**Provided information:**
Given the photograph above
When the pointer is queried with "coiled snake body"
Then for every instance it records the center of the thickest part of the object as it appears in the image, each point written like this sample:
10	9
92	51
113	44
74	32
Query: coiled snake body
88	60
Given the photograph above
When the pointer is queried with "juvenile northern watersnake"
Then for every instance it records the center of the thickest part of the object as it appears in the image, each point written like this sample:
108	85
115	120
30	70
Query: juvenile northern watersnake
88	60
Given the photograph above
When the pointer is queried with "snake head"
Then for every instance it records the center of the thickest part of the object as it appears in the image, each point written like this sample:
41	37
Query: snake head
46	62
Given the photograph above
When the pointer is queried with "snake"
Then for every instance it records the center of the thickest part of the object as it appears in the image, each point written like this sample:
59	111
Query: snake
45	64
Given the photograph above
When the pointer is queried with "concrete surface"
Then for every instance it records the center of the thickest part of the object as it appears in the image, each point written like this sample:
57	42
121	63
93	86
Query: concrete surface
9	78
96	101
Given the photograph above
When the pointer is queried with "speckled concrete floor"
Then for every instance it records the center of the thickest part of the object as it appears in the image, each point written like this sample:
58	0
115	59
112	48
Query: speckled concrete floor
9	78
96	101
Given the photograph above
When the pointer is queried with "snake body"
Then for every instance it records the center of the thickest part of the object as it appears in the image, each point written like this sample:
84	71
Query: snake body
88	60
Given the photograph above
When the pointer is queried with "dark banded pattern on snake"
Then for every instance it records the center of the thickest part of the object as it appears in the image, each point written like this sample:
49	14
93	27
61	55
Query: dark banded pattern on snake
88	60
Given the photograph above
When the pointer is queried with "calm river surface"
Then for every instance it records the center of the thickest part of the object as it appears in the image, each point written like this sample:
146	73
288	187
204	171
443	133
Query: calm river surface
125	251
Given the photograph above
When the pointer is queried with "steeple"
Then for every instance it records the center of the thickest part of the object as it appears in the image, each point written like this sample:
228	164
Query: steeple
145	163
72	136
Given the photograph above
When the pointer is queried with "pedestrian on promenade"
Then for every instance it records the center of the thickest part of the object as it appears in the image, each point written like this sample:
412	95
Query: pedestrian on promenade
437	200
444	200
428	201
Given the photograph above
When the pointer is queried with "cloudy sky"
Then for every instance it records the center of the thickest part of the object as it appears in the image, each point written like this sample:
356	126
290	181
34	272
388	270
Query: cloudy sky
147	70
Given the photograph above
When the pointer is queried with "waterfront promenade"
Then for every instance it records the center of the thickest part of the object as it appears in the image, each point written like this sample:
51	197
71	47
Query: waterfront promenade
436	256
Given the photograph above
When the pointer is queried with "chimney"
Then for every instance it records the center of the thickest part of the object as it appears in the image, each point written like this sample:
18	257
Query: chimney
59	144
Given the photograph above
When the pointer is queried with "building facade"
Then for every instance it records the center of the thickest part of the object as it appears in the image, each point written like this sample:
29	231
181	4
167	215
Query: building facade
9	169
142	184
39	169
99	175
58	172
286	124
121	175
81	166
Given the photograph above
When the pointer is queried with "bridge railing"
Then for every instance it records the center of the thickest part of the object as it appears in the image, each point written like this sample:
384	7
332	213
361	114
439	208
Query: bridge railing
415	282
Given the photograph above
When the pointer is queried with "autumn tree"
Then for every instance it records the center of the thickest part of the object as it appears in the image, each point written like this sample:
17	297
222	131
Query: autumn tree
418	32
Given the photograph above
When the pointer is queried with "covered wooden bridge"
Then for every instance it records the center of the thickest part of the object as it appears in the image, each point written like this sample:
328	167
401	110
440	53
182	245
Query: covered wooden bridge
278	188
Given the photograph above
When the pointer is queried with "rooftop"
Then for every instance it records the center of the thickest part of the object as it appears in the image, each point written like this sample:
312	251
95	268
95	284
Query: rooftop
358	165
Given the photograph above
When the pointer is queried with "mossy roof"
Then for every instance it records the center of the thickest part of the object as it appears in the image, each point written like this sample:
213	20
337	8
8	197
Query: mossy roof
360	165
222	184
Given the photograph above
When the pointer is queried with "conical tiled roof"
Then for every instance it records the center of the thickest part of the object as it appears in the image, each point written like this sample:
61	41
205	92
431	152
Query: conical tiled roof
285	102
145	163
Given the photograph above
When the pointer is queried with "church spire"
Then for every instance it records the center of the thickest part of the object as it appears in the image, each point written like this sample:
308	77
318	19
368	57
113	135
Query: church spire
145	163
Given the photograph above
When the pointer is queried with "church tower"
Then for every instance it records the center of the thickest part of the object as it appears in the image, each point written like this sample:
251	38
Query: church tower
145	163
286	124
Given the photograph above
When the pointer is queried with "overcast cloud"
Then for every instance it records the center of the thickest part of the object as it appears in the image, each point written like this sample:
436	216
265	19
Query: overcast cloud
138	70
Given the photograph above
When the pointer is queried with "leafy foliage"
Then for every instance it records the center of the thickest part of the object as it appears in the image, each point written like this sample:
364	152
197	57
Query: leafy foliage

**Stated exercise:**
Reproduce all of the entries word for word.

**Exercise result:**
Given the photograph above
When the pointer is queried with "coiled snake body"
Then for every instance it records the center of the thickest part of the object as it appears in the image, each point written like this sample:
10	9
92	51
113	44
74	32
Query: coiled snake body
88	60
Given the photograph above
When the pointer is queried with "juvenile northern watersnake"
Then for every instance it records the center of the thickest part of the object as it appears in the image, each point written like this sample:
108	85
115	120
30	70
Query: juvenile northern watersnake
88	60
Given the photograph above
When the pointer is queried with "snake head"
Then for every instance it records the center of the thickest part of the object as it appears in the image, each point written like this sample:
41	37
Query: snake head
46	62
Given the photograph above
When the pointer is queried with "snake"
Then for every instance it records the center of the thickest part of the object as it appears in the image, each point written like this sample:
59	111
Query: snake
45	64
Given the photograph above
When the pointer is queried with "concrete surface"
Then for every instance it records the center of the thickest part of the object as it appears in the image, each point written like this sample:
57	42
121	63
93	86
Query: concrete surface
9	78
96	101
Given the photograph above
When the pointer is queried with "speckled concrete floor"
Then for every instance it records the center of the thickest part of the object as it appears in the image, each point written like this sample:
58	0
115	59
112	48
Query: speckled concrete floor
9	78
96	101
Given the photograph above
When the pointer is queried with "snake body"
Then for every instance it records the center of the thickest part of the object as it appears in the image, each point written like this sample:
84	71
Query: snake body
88	60
Given the photograph above
When the pointer is queried with "dark banded pattern on snake"
Then for every instance it records the center of the thickest part of the object as it appears in the image, each point written like this sample:
49	14
93	27
61	55
Query: dark banded pattern on snake
88	60
Given the photograph above
When the pointer is queried with "calm river surface"
Then for every instance it records the center of the thickest part of the object as it appears in the image, each point written like this sample:
146	73
288	187
204	171
443	133
Query: calm river surface
125	251
Given the photograph above
When the pointer is queried with "steeple"
Then for every instance it records the center of the thickest part of the object as it appears in the image, each point written like this sample:
228	164
Query: steeple
145	163
72	136
Given the photograph above
When the pointer is queried with "pedestrian on promenade"
Then for every instance it records the center of the thickest part of the object as it appears in the image, each point written like this sample:
412	95
Query: pedestrian on promenade
437	200
444	200
428	201
Given the photograph above
When the pointer is queried with "cloudy sky"
Then for every instance it records the center of the thickest part of the object as it appears in the image, each point written like this sample:
356	126
290	181
34	272
388	270
Query: cloudy sky
147	70
Given the photograph above
When the pointer is queried with "waterfront promenade"
Then for every instance it records the center of the thickest part of the object as it appears in the image, each point written like this sample:
51	197
71	47
Query: waterfront promenade
436	256
Given the photograph above
When the pointer is queried with "chimney"
Then for every instance it records the center of the thickest part of the object as it appears in the image, each point written like this sample:
18	257
Query: chimney
59	144
Given the photograph above
When the pointer is queried with "building facade"
Then for every instance it records the center of the thickest part of the object as it appears in the image, each point written like this sample:
29	231
181	4
167	215
Query: building facade
9	169
142	184
39	169
99	175
58	172
286	124
121	175
81	166
Given the photograph above
When the pointer is queried with "bridge railing"
Then for every instance it records the center of the thickest part of the object as it appears in the image, each point written like this sample:
384	7
332	213
361	114
439	208
Query: bridge railing
415	282
Given the photograph above
When the pointer is queried with "autumn tree"
Then for every instance it records the center of the thickest part of the object as it appears in the image, each point written like this sample:
17	297
222	131
Query: autumn tree
418	32
Given the photograph above
When the pointer is queried with "covered wooden bridge"
Then for every instance it records the center of the thickest part of the object as it appears in the image, each point written like this sample:
328	167
401	110
440	53
182	245
Query: covered wooden bridge
278	188
Given the photograph above
When the pointer is queried with "rooftop"
Then for every instance it records the center of the thickest part of the object as it appears in the image, each point written like this sample:
312	251
95	268
95	284
Query: rooftop
358	165
Given the photograph above
When the pointer is queried with "mossy roof"
Then for every instance it records the center of the thickest part of the object as it appears in the image, each point written like this sample:
213	20
337	8
8	197
Query: mossy roof
360	165
222	184
Given the photograph above
When the pointer is queried with "conical tiled roof"
Then for every instance it records the center of the thickest part of the object as it appears in the image, each point written like this sample:
61	41
205	92
431	152
Query: conical tiled roof
285	102
145	163
Given the photograph above
When the pointer is queried with "church spire"
Then for every instance it records the center of the thickest part of the object as it appears in the image, each point written like this sample:
308	77
318	19
368	57
113	135
Query: church spire
145	163
Given the photograph above
When the pointer is queried with "church tower"
Then for every instance it records the center of the thickest part of the object as it appears in the image, each point written like this sample:
251	38
Query: church tower
145	163
286	124
Given the photograph above
When the pointer is queried with "overcast cloud"
Then for every instance it records the center of the thickest part of the object as it appears in the image, each point written like this sample:
436	216
265	19
Query: overcast cloud
138	70
Given the photograph above
When the pointer is queried with "leafy foliage"
Then for every instance it records the center of the thickest part of the object as it appears in the image, each point written like this sample:
364	152
197	57
Query: leafy foliage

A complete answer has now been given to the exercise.